*THE EXERCISE*.
Collect every line in the entries below that contains the string "background", and copy each one in full.

*DATA PROVIDED*.

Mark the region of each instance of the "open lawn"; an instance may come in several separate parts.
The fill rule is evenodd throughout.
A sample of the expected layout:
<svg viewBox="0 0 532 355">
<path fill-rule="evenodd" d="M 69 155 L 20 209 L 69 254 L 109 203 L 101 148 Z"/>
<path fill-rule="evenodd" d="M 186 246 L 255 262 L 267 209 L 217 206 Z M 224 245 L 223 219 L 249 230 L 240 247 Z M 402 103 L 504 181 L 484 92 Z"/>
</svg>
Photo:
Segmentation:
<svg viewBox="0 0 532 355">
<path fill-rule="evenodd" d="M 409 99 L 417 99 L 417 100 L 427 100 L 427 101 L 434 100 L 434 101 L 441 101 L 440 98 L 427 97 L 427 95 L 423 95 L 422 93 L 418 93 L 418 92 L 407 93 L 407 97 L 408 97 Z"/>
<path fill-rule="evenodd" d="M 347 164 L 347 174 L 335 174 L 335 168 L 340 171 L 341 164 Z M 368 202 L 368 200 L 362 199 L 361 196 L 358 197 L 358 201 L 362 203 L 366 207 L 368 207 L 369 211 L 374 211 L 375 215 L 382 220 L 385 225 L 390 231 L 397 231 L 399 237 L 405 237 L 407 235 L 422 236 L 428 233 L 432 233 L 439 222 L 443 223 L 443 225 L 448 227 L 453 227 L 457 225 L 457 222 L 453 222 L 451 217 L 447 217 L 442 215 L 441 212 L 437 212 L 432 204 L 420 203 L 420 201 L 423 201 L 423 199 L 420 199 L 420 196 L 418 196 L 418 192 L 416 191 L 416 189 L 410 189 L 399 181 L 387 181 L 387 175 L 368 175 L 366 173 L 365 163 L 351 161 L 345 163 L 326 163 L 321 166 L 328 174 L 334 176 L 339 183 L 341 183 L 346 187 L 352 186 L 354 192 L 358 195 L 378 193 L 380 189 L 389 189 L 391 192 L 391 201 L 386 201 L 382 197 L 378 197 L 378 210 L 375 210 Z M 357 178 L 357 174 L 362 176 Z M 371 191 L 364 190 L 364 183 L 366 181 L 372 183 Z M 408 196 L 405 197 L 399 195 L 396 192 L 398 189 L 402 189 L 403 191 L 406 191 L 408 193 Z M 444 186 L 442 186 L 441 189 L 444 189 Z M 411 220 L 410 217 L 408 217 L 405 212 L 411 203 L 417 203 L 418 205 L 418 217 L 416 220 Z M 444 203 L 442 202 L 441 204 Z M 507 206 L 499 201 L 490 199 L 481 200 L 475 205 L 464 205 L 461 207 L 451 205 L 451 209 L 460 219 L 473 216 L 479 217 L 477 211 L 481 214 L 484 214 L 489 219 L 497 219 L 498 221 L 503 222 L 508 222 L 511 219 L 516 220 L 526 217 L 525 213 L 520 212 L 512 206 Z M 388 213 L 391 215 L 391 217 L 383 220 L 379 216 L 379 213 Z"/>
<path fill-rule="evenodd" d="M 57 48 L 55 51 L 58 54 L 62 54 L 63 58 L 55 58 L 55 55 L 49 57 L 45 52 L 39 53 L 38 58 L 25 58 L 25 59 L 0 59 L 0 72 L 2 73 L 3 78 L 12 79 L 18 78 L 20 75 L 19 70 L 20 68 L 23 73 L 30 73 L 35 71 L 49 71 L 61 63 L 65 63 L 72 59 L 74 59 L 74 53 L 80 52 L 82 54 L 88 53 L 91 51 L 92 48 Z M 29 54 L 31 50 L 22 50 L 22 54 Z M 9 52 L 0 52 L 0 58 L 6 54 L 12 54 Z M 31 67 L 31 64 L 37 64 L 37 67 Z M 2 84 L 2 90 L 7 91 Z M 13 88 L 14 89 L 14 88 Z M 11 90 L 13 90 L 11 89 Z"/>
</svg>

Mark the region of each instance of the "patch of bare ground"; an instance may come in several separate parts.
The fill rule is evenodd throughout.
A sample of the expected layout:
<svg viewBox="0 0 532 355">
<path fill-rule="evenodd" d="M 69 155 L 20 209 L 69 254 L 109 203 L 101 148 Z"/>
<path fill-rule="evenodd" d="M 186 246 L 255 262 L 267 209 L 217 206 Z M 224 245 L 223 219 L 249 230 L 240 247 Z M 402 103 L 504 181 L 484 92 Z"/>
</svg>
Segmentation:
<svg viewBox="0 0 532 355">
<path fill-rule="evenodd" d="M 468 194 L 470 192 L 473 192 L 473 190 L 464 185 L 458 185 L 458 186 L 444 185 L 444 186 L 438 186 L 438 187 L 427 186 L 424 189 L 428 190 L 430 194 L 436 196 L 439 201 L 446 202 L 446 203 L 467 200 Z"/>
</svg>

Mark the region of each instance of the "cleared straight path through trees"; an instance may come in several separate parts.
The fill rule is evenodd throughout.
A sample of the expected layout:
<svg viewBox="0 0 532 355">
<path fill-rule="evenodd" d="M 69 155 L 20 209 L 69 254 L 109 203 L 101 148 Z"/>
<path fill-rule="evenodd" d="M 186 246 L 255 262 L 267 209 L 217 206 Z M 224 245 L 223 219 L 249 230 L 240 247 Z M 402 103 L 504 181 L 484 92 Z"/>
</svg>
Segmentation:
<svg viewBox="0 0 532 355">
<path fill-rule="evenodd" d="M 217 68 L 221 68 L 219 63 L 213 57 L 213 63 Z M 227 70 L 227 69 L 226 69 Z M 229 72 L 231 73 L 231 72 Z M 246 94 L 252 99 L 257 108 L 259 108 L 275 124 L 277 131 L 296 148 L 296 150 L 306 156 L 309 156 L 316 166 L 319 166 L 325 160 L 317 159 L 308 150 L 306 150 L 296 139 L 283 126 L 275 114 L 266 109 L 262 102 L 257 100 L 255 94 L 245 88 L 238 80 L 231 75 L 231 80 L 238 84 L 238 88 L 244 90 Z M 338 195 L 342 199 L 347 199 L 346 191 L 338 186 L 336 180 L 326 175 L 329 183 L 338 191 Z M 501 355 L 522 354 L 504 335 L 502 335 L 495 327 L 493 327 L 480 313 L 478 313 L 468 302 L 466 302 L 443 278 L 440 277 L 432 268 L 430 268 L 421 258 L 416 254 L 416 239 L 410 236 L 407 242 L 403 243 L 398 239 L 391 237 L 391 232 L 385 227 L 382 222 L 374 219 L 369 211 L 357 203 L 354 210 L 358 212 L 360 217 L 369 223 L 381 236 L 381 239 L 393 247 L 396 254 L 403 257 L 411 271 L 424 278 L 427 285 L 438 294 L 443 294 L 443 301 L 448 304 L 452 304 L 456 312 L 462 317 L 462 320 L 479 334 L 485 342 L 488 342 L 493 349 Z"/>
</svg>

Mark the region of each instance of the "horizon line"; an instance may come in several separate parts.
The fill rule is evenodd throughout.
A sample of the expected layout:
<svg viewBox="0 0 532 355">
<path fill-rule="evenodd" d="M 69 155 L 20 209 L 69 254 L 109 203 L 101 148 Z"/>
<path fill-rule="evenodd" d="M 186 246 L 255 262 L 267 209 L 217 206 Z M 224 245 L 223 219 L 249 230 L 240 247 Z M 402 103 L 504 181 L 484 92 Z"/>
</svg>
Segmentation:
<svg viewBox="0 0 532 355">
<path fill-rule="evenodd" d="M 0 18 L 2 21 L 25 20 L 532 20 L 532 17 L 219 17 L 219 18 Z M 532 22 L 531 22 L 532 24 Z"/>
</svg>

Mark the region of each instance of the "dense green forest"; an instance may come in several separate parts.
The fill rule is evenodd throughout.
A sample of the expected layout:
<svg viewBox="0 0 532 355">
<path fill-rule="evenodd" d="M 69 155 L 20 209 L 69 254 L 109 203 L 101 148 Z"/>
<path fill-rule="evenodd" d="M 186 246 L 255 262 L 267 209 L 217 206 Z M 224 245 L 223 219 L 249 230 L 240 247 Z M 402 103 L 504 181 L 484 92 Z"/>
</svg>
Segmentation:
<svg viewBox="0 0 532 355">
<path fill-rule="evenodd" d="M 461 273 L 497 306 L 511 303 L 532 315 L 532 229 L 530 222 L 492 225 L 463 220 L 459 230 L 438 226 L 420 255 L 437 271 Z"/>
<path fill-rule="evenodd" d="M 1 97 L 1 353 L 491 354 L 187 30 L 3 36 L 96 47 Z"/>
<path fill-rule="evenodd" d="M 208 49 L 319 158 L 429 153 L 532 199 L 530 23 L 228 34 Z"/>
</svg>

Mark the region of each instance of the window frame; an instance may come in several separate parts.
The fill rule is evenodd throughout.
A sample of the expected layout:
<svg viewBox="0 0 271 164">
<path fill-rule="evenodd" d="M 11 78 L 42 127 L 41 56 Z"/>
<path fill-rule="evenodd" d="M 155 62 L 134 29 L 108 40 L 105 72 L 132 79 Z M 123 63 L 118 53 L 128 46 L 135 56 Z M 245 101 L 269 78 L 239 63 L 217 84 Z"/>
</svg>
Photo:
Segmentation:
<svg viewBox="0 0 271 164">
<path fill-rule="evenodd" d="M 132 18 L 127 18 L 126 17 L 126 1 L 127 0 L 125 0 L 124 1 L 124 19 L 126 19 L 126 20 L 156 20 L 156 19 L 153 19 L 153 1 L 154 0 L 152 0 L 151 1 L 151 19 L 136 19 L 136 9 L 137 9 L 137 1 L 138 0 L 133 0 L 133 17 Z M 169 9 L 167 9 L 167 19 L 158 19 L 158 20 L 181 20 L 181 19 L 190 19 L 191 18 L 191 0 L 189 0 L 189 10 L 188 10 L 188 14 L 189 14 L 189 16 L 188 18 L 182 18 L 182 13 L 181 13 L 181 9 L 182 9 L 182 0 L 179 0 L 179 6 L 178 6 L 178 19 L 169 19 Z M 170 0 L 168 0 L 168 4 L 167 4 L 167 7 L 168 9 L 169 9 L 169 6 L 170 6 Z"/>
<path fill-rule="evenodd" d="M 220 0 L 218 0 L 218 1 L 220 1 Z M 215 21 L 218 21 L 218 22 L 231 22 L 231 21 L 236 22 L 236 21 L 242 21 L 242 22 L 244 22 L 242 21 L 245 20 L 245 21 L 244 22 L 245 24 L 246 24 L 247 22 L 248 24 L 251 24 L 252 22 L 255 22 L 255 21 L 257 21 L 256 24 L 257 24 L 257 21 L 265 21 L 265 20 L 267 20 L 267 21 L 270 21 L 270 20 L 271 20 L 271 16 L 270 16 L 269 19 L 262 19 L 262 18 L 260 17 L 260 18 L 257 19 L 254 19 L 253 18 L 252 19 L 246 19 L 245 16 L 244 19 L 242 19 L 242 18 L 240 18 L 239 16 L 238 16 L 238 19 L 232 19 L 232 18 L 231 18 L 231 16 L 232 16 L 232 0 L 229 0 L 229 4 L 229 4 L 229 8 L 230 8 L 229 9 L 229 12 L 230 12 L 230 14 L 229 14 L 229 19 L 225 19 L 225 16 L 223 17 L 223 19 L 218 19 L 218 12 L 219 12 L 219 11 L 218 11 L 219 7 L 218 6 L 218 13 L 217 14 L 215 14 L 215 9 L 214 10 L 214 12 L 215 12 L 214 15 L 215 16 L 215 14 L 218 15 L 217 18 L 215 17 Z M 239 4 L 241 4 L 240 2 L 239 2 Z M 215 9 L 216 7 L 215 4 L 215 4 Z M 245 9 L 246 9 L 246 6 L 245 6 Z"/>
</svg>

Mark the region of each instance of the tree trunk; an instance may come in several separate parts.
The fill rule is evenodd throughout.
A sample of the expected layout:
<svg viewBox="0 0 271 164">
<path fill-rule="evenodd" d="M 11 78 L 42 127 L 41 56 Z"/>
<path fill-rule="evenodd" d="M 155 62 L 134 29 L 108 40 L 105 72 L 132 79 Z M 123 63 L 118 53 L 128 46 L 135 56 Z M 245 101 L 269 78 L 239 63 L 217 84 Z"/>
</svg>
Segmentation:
==
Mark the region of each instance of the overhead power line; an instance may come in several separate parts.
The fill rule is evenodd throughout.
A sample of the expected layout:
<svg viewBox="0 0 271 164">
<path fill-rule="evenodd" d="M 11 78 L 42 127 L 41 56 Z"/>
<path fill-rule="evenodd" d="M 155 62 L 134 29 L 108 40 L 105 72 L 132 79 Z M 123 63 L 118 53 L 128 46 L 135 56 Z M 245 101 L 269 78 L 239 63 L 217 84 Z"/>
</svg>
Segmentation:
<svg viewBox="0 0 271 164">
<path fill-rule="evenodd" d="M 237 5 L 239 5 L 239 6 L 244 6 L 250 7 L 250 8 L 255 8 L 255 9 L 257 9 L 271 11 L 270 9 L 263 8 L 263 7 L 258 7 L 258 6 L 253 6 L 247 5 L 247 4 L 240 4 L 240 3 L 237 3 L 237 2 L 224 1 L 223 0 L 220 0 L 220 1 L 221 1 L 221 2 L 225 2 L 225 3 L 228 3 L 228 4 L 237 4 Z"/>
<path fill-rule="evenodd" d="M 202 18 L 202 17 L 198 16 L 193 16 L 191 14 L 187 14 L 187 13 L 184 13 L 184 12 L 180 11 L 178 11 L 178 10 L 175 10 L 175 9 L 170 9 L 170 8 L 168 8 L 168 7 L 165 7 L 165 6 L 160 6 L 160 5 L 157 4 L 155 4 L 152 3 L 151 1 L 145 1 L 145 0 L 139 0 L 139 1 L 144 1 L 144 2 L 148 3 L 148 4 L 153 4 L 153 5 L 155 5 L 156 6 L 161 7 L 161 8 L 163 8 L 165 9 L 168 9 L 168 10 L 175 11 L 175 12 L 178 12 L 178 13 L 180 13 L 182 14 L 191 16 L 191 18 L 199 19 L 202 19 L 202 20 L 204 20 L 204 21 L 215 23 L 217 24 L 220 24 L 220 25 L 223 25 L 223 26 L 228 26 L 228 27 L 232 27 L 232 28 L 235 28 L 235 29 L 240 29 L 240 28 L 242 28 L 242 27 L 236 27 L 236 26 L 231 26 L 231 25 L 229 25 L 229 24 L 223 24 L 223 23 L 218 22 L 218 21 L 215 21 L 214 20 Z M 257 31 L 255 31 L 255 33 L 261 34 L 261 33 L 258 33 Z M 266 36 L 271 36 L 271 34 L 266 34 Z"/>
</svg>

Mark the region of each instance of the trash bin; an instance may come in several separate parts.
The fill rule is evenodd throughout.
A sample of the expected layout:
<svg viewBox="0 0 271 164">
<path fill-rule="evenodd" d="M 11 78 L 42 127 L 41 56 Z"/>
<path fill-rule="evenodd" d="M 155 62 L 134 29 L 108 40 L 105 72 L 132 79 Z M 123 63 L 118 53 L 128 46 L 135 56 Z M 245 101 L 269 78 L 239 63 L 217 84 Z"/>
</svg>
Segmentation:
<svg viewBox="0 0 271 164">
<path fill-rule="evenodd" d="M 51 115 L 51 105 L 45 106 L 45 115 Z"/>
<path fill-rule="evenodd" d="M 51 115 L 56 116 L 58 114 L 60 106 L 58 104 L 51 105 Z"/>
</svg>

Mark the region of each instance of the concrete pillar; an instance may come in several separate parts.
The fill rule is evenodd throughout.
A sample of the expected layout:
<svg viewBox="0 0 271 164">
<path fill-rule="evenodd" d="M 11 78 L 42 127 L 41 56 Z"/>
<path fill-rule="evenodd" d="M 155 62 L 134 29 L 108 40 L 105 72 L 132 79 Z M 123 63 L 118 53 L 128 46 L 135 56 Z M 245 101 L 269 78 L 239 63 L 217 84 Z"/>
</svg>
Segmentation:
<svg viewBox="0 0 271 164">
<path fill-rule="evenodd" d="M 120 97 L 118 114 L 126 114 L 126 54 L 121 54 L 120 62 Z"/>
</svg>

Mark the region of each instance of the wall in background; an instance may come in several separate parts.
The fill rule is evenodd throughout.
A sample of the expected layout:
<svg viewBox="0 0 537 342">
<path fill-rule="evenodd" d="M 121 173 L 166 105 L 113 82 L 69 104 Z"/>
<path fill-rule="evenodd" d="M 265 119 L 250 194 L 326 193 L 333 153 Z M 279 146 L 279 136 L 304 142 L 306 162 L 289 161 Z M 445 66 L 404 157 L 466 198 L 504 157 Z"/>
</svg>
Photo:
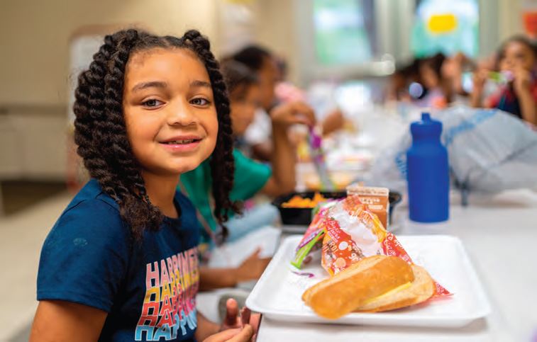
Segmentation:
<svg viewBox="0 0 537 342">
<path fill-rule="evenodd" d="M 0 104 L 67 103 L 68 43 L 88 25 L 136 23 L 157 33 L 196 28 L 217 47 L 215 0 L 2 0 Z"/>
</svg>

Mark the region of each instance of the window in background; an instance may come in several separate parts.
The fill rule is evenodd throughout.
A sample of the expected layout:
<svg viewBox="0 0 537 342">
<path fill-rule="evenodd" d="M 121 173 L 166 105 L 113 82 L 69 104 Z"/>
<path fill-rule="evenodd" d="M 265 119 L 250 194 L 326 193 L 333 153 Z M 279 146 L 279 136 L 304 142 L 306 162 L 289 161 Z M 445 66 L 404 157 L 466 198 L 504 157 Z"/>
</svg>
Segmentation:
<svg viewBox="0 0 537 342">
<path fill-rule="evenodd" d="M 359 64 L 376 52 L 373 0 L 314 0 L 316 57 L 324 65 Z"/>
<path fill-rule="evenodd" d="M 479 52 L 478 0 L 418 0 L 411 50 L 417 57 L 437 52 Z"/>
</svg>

*TASK OUTPUT*.
Mark the region of each instance of the wall in background; an instance may come in several separate parts.
Mark the region of each instance of the window in background; an instance may come in several separate parts.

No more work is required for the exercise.